As time went on, though, I noticed that the dry scales were coming back in areas where he’d already finished peeling.

At his 2-month appointment, our pediatrician agreed that was a bit more concerning and gave us a referral for a dermatologist. Before we left the office, though, she brought in a book that talked about ichthyosis. The pictures and description seemed to match, but it said it was not present at birth, so we weren’t entirely sure what to think.

Side note: If you don’t have a pediatrician you love, I highly recommend searching until you find one. We’ve been at the same practice for 10 years now and have seen one pediatrician almost exclusively since she diagnosed our daughter’s ITP, and I consider her a valuable partner and friend in this parenting journey!

Fortunately, UVA was able to get us in with a pediatric dermatologist within a week, and in the meantime I read everything I could about ichthyosis.

There are at least 28 types of this genetic skin disorder, with the most common being ichthyosis vulgaris and the most severe being harlequin ichthyosis, which I’m familiar with through Courtney’s blog, Blessed by Brenna.

In some, the body has trouble “releasing” old skin, and in others the body produces skin too rapidly. They’re all characterized by fish-scale like dry skin or thickened skin, and different versions affect different parts of the body.

The dermatologist felt that Lucas most likely has a severe form of ichthyosis vulgaris. {And next time we go, I want to ask if the girls’ persistent dry, flaky scalp may be related since it is a genetic disorder.} Definitively diagnosing the type requires genetic testing, and I’m not sure if they’ll recommend that or not since the main goal is treating the skin and there aren’t any cures anyway.

Lucas may or may not grow out of it as he gets older, but for now the dermatologist prescribed daily baths with lactic acid to help his skin “release” and aquaphor to hold the moisture in, and it’s already making a big difference. {Although he’s not a huge fan of the process.}

Ichthyosis {or fish-scale} disease and what it means for our little one
Ichthyosis {or fish-scale} disease and what it means for our little one

For now our plan is to continue the daily bath-and-lotion routine. We need to make an opthamologist appointment to rule out any eye issues {but honestly I’m not too worried about those so I keep forgetting}. And then we’ll head back to the dermatologist in 3 months for a follow up.

Saved entries:
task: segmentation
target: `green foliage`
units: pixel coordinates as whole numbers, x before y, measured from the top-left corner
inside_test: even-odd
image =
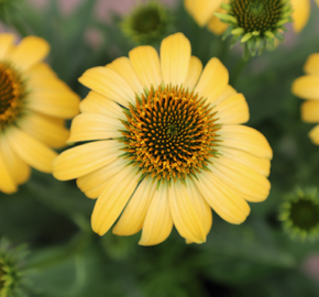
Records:
[[[84,0],[65,15],[55,0],[43,11],[21,1],[22,25],[7,22],[21,35],[46,38],[52,46],[48,62],[53,69],[82,98],[87,89],[77,78],[89,67],[128,56],[133,47],[120,31],[121,16],[112,15],[110,23],[98,20],[94,15],[96,3]],[[16,194],[0,194],[0,237],[30,245],[25,268],[34,295],[318,296],[318,284],[300,270],[305,258],[318,253],[318,242],[293,242],[277,219],[278,206],[295,186],[318,185],[319,147],[308,139],[311,124],[301,122],[301,100],[290,91],[308,55],[319,51],[319,40],[314,38],[318,36],[318,15],[314,10],[307,28],[300,35],[292,35],[293,41],[241,65],[241,50],[229,51],[228,42],[199,28],[180,1],[174,10],[174,28],[189,38],[193,55],[204,65],[217,56],[228,67],[231,84],[248,100],[249,125],[261,131],[273,147],[271,195],[264,202],[251,204],[252,213],[241,226],[215,215],[205,244],[187,245],[173,231],[164,243],[142,248],[138,245],[140,234],[94,234],[89,221],[95,201],[86,198],[75,182],[62,183],[33,172]],[[99,35],[98,46],[88,42],[89,30]]]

Exercise requirements ::
(A) Using the post about ichthyosis, decide whether each statement agrees with it: (i) The book the pediatrician brought in said ichthyosis was present at birth. (ii) The dermatologist prescribed daily baths with lactic acid. (iii) Harlequin ichthyosis is the most common type. Answer yes or no for each and quote the words that settle it.
(B) List every length of time mentioned in the post about ichthyosis.
(C) Copy the ichthyosis post from "The dermatologist felt" through "any cures anyway.", inclusive, substituting "DNA testing" for "genetic testing".

Answers by item ::
(A)
(i) No: "it said it was not present at birth"
(ii) Yes: "the dermatologist prescribed daily baths with lactic acid to help his skin “release”"
(iii) No: "the most common being ichthyosis vulgaris and the most severe being harlequin ichthyosis"

(B) 2-month; 10 years; a week; 3 months

(C)
The dermatologist felt that Lucas most likely has a severe form of ichthyosis vulgaris. {And next time we go, I want to ask if the girls’ persistent dry, flaky scalp may be related since it is a genetic disorder.} Definitively diagnosing the type requires DNA testing, and I’m not sure if they’ll recommend that or not since the main goal is treating the skin and there aren’t any cures anyway.